▸ **WORK ORDER 1**:
Using the passage on browser DOMs below, decide whether each statement agrees with it: (a) the innerText property is read-only, (b) assigning a value to innerText with the = operator completely replaces the element's original content, and (c) the W3C DOM treats element text as an object unto itself. Answer yes or no for each, quoting the deciding words from the passage.
▸ **WORK ORDER 2**:
Return, word for word, the part of the passage on browser DOMs below that opens with the words containing "You need to" and closes with "contain only text.".

BEGIN PASSAGE SHOWN

This state of affairs leaves browser makers, such as Mozilla, in an awkward position. On the one hand, browser makers want to produce the most standards-compliant browsers on the Web. But to do so would require that developers for their platform not only rewrite tons of scripts, but also master new, and seemingly complex, ways of carrying out tasks that a nonstandard DOM handles with ease. What's a browser maker to do?

Browser makers could invent their own extensions to the W3C DOM paradigm to bypass the complexities. Or they could yield to developer pressure and implement the popular, but nonstandard, techniques found in other browsers, as convenient alternatives to the ways cast in W3C stone. In the case of the Mozilla, Safari, and Opera browsers, they do a little of both. Thus, the syntactic and conceptual paths you wish to follow are entirely up to you. In this section, you will see how to use the IE and W3C DOM ways of modifying the text inside an element and the elements themselves. Your ultimate choice will depend on factors such as the browser platform(s) you must support, your dedication to standards, and your own programming practices.

IV.7.1. Changing Element Text

Element text is nothing more than tagless content that resides inside an HTML container, such as a p, span, or TD element. The tag provides the context for whatever words comprise the text. The IE DOM treats the text content as a property of an element object; the W3C DOM treats that same text as an object unto itself (as well as a property of an element object in DOM Level 3).

IV.7.1.1. IE text

Every IE DOM container element object has an innerText property. The value of this read-write property is a string data type. You can use an assignment operator to place new text inside the container:

 elementReference.innerText = "Your new text here.";

Assigning a value to this property with the = operator completely replaces its original content with the new text. You can also append text by using the += assignment operator. Style sheet rules that apply to the element govern the new text, just as they did for the original text.

You need to exercise care in using the innerText property, especially if the element contains not only text, but other nested elements. When you read the innerText property, it ignores tags inside the element, returning all text, including text of nested elements without their tags. Similarly, if you assign a string of text to the innerText property of an element that contains other HTML elements, those nested elements get wiped out in the process. Therefore, it's best to use this property on elements you know for certain contain only text.

A companion property, innerHTML, forces the container to treat the newly assigned string as if it were tagged HTML text. Although the innerHTML property is primarily for altering elements (as well as text), it's important to understand the differences between innerText and innerHTML. To help you visualize the differences between these properties, let's start with a nested pair of elements as they appear in a document's source code:

 <p  style="font-style:normal">     A fairly short paragraph. </p>

Focus on the p element, whose properties will be adjusted in a moment. The inner component of the p element consists of the string of characters between the start and end tags, but not including those tags. Any changes you make to the inner content of this element still have everything wrapped inside a p element.

END PASSAGE SHOWN
BEGIN DATA BELOW

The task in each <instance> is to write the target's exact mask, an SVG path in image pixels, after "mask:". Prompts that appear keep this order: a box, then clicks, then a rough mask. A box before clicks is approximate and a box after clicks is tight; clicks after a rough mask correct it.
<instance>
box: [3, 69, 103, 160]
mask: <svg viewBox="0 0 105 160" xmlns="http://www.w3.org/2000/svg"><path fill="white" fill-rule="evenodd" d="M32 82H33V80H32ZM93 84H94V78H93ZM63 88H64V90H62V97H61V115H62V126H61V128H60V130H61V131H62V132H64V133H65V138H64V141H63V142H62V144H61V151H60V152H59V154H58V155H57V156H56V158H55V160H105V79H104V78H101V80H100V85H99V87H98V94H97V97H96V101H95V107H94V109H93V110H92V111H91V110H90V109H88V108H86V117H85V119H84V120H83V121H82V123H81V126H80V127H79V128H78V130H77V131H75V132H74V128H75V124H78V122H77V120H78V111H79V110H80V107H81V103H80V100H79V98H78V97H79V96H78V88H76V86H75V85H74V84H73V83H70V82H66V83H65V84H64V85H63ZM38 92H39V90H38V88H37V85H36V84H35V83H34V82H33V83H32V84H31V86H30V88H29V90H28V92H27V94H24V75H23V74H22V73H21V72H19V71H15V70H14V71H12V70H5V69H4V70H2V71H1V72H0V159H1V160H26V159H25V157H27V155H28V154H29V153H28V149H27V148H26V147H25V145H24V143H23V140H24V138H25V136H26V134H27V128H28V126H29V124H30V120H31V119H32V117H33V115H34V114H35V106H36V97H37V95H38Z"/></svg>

END DATA BELOW

▸ **EXERCISE RESPONSE 1**:
(a) No: "The value of this read-write property is a string data type."
(b) Yes: "Assigning a value to this property with the = operator completely replaces its original content with the new text."
(c) Yes: "the W3C DOM treats that same text as an object unto itself"

▸ **EXERCISE RESPONSE 2**:
You need to exercise care in using the innerText property, especially if the element contains not only text, but other nested elements. When you read the innerText property, it ignores tags inside the element, returning all text, including text of nested elements without their tags. Similarly, if you assign a string of text to the innerText property of an element that contains other HTML elements, those nested elements get wiped out in the process. Therefore, it's best to use this property on elements you know for certain contain only text.